**Information supplied:**

Content starts

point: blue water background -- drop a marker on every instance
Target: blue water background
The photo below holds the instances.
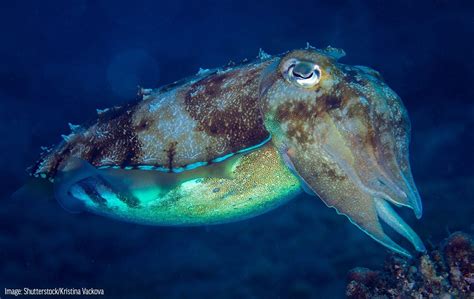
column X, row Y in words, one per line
column 60, row 60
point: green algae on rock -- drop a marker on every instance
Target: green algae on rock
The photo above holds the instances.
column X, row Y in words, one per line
column 444, row 272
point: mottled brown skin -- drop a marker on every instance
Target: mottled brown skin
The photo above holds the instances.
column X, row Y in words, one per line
column 340, row 129
column 221, row 114
column 346, row 137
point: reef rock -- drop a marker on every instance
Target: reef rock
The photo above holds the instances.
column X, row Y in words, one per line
column 443, row 272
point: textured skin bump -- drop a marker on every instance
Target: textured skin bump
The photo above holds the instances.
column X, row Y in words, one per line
column 201, row 119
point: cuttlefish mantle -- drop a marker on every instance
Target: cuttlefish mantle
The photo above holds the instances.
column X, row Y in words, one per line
column 232, row 143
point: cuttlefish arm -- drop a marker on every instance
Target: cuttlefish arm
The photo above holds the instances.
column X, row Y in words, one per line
column 345, row 134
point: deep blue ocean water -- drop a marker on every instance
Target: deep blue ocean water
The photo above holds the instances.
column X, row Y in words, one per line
column 60, row 60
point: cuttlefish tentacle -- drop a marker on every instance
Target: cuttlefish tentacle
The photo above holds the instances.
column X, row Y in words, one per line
column 347, row 139
column 234, row 142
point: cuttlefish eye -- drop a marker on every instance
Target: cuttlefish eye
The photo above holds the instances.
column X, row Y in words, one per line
column 304, row 73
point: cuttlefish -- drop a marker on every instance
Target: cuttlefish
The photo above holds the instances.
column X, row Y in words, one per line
column 235, row 142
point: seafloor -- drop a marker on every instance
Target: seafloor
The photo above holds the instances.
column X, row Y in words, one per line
column 59, row 61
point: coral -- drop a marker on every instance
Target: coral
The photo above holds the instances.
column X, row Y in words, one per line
column 443, row 272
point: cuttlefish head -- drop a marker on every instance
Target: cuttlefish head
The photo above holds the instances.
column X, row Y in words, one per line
column 345, row 134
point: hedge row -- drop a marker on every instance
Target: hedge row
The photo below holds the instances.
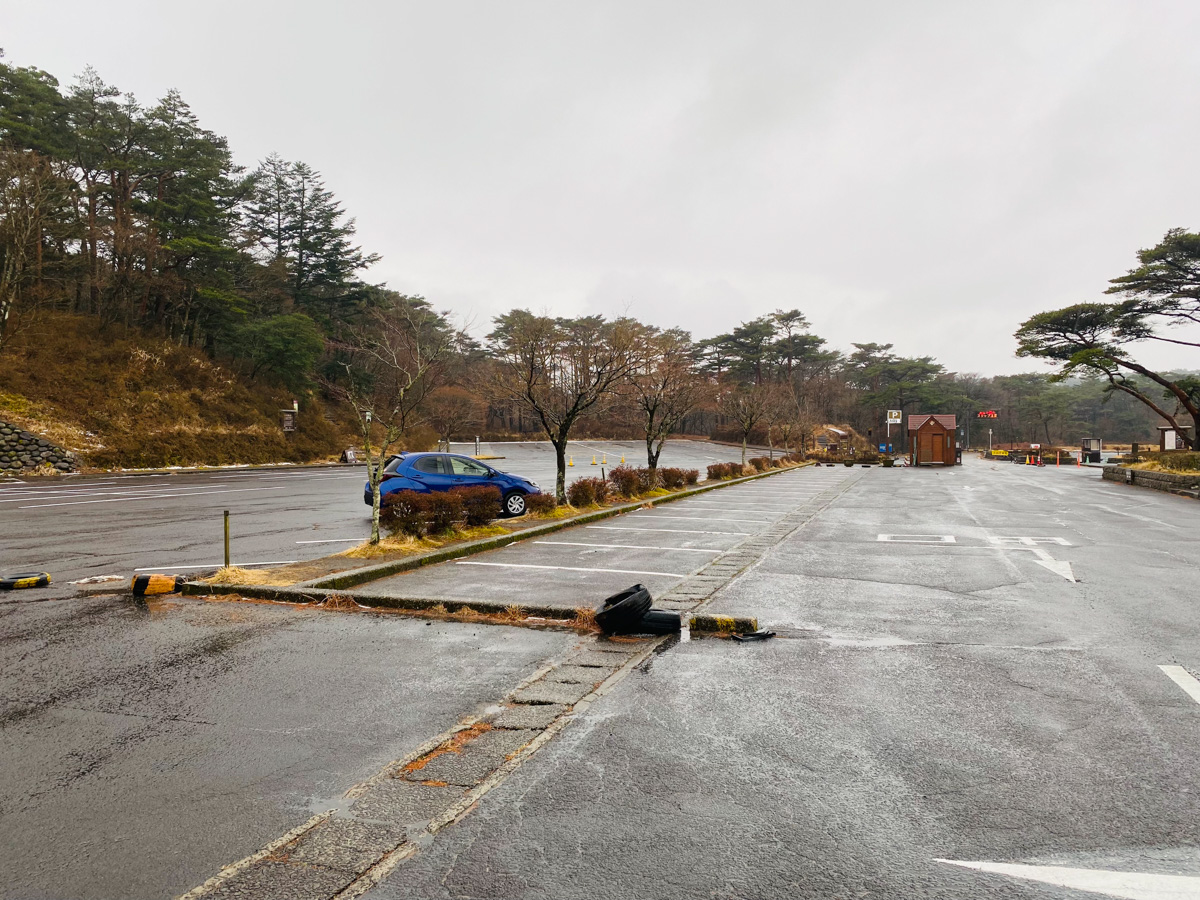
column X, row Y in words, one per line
column 719, row 471
column 420, row 514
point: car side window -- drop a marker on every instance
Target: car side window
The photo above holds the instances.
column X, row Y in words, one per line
column 461, row 466
column 430, row 465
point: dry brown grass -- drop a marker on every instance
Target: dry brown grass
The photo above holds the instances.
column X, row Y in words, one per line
column 387, row 546
column 585, row 619
column 237, row 575
column 339, row 601
column 396, row 544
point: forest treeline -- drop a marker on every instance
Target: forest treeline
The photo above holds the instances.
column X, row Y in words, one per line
column 137, row 217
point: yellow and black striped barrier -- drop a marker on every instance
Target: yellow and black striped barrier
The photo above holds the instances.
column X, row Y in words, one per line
column 25, row 580
column 145, row 585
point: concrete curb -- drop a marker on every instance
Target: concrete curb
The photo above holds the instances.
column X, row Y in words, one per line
column 703, row 623
column 373, row 573
column 1164, row 481
column 700, row 623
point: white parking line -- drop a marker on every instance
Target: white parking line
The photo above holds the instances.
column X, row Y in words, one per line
column 1185, row 679
column 571, row 569
column 213, row 565
column 155, row 497
column 625, row 546
column 690, row 519
column 669, row 531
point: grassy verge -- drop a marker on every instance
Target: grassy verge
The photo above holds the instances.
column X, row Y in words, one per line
column 397, row 555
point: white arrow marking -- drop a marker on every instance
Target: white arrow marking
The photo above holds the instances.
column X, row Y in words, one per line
column 1057, row 567
column 1132, row 886
column 1183, row 678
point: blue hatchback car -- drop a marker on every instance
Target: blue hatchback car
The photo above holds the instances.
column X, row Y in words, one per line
column 443, row 472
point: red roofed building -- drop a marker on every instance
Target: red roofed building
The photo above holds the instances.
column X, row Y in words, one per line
column 931, row 439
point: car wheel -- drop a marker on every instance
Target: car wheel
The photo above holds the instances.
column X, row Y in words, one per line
column 659, row 622
column 514, row 504
column 623, row 612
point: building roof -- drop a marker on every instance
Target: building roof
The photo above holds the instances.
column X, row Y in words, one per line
column 916, row 421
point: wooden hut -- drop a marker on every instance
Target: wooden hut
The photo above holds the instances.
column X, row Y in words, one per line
column 931, row 439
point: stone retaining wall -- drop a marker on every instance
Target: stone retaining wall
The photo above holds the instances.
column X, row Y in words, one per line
column 23, row 451
column 1182, row 485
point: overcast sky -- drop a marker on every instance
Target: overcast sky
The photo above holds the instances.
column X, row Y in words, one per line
column 925, row 174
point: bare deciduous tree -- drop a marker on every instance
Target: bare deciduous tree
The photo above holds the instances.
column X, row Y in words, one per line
column 391, row 364
column 747, row 406
column 559, row 369
column 664, row 389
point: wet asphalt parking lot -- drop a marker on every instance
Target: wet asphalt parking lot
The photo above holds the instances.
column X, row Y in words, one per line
column 984, row 685
column 945, row 714
column 79, row 527
column 654, row 546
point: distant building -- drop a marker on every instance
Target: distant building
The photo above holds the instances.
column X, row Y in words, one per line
column 931, row 439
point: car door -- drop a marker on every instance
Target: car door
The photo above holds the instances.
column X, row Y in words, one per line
column 468, row 473
column 432, row 473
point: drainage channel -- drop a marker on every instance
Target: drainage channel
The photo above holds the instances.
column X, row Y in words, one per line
column 363, row 838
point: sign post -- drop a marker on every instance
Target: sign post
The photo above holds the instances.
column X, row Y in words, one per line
column 893, row 419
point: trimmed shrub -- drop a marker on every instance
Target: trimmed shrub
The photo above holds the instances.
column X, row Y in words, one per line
column 480, row 504
column 625, row 480
column 443, row 509
column 587, row 491
column 724, row 469
column 403, row 513
column 643, row 480
column 671, row 479
column 540, row 503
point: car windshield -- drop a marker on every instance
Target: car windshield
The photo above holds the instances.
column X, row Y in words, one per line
column 462, row 466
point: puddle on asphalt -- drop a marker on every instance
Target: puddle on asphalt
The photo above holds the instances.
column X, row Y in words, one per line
column 867, row 642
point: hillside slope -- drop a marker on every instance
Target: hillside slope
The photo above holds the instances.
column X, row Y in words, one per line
column 121, row 400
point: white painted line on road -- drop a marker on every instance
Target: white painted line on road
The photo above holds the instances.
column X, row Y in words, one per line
column 625, row 546
column 756, row 508
column 669, row 531
column 1132, row 886
column 916, row 538
column 1132, row 515
column 1185, row 679
column 213, row 565
column 573, row 569
column 1029, row 541
column 691, row 519
column 156, row 497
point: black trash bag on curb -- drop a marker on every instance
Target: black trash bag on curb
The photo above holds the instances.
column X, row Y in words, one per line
column 629, row 612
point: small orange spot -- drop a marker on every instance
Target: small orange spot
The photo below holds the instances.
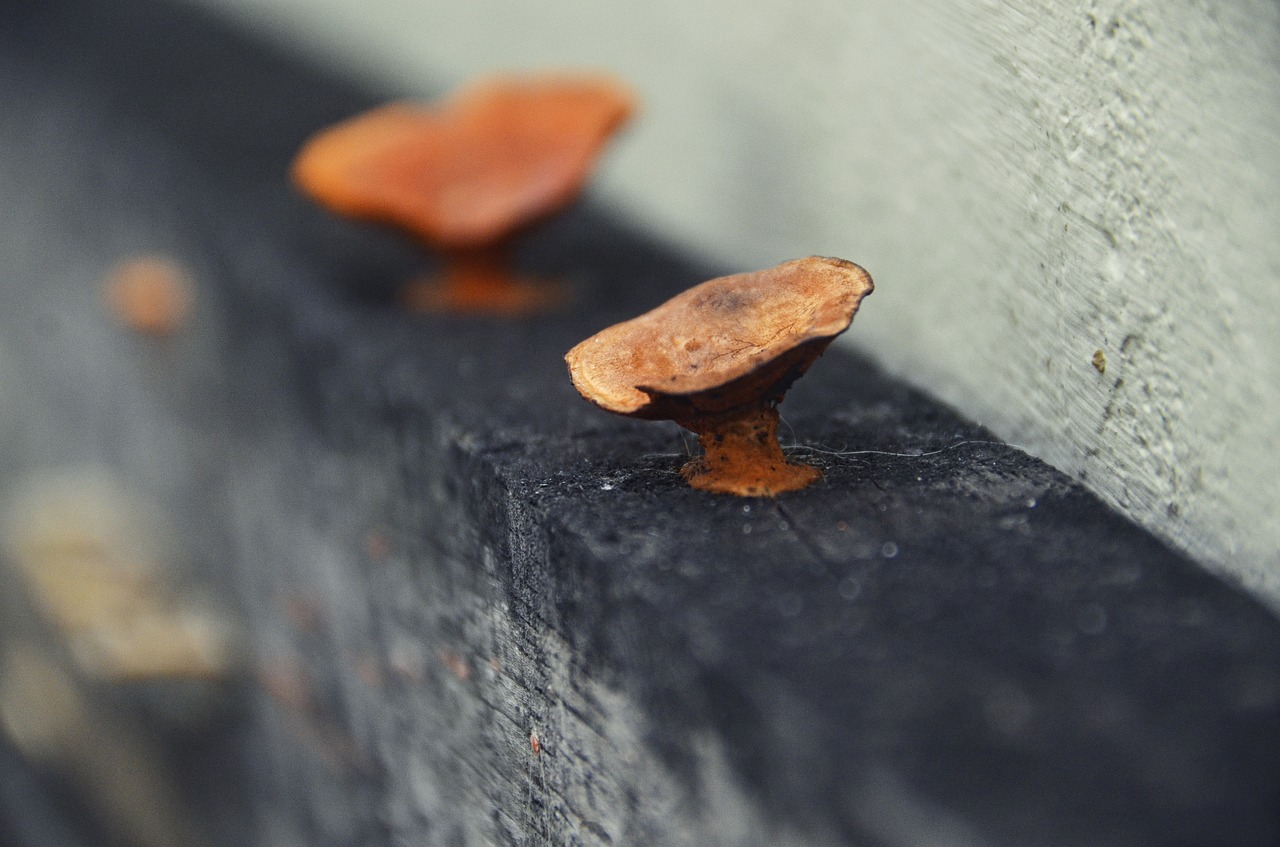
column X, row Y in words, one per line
column 150, row 293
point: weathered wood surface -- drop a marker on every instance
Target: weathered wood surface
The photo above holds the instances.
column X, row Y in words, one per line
column 513, row 623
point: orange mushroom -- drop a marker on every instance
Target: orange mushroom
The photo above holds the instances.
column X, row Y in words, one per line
column 152, row 294
column 467, row 175
column 718, row 358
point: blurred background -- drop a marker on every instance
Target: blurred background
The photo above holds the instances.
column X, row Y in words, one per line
column 1070, row 209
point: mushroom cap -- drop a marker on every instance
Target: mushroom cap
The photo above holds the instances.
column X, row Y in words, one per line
column 498, row 155
column 731, row 342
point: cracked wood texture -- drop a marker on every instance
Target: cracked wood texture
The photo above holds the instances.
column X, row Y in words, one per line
column 484, row 612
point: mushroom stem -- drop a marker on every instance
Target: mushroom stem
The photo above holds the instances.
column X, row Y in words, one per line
column 741, row 456
column 479, row 279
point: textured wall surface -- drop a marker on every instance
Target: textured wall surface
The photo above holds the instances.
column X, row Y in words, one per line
column 1029, row 183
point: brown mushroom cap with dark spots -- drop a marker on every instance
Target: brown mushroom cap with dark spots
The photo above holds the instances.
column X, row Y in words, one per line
column 718, row 357
column 497, row 156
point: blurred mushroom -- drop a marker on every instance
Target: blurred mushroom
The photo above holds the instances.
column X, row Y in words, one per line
column 467, row 175
column 150, row 293
column 97, row 561
column 718, row 358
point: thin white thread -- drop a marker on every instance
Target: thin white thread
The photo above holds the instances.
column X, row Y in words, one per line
column 795, row 448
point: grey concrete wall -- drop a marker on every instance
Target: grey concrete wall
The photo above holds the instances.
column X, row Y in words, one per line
column 1028, row 182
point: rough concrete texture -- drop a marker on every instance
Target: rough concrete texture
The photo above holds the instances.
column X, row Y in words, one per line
column 484, row 612
column 1031, row 182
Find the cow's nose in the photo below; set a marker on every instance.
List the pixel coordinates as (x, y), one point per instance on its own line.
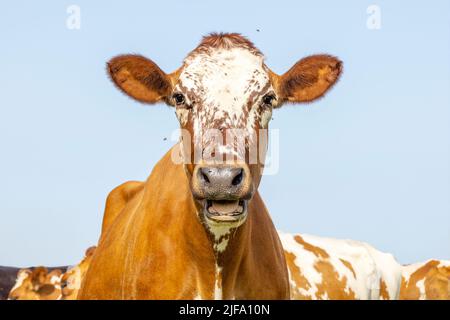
(227, 177)
(222, 182)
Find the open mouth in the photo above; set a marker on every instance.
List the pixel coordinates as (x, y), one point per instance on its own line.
(225, 210)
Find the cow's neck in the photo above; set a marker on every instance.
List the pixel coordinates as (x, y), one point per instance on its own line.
(221, 253)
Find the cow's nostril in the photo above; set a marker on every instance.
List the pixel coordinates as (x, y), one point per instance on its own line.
(204, 175)
(238, 178)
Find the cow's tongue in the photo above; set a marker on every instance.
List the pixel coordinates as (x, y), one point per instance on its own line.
(224, 207)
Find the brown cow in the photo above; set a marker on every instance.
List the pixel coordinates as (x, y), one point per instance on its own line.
(198, 228)
(429, 280)
(72, 278)
(37, 284)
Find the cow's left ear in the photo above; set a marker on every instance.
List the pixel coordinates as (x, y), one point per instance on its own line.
(308, 79)
(141, 78)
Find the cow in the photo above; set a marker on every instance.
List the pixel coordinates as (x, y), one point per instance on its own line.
(198, 228)
(325, 268)
(429, 280)
(72, 278)
(37, 283)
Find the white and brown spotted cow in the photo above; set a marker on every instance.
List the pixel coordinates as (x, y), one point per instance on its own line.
(41, 283)
(429, 280)
(325, 268)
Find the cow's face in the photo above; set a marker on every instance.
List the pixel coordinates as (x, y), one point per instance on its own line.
(36, 285)
(223, 96)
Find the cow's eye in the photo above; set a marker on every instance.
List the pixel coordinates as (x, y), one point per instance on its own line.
(268, 99)
(178, 98)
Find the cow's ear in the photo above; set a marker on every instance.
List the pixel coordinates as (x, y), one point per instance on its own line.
(308, 79)
(140, 78)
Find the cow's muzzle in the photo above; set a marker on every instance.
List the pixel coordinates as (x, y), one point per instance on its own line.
(224, 191)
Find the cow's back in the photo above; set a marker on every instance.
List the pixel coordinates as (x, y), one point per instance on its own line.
(325, 268)
(429, 280)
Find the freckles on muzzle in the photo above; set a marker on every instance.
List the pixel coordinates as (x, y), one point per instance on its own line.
(223, 189)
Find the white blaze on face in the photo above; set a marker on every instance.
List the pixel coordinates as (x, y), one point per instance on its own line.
(224, 86)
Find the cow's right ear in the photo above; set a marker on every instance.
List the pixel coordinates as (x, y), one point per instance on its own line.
(140, 78)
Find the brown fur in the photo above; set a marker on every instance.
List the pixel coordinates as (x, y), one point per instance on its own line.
(139, 77)
(154, 244)
(310, 78)
(161, 250)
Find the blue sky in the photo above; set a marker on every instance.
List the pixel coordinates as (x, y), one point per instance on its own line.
(369, 162)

Content ends

**Exercise prompt:**
Please copy out each line of the data in which the word "hedge" occurs.

**Expected answer:**
point: hedge row -- drop a marker on every instance
Target: hedge row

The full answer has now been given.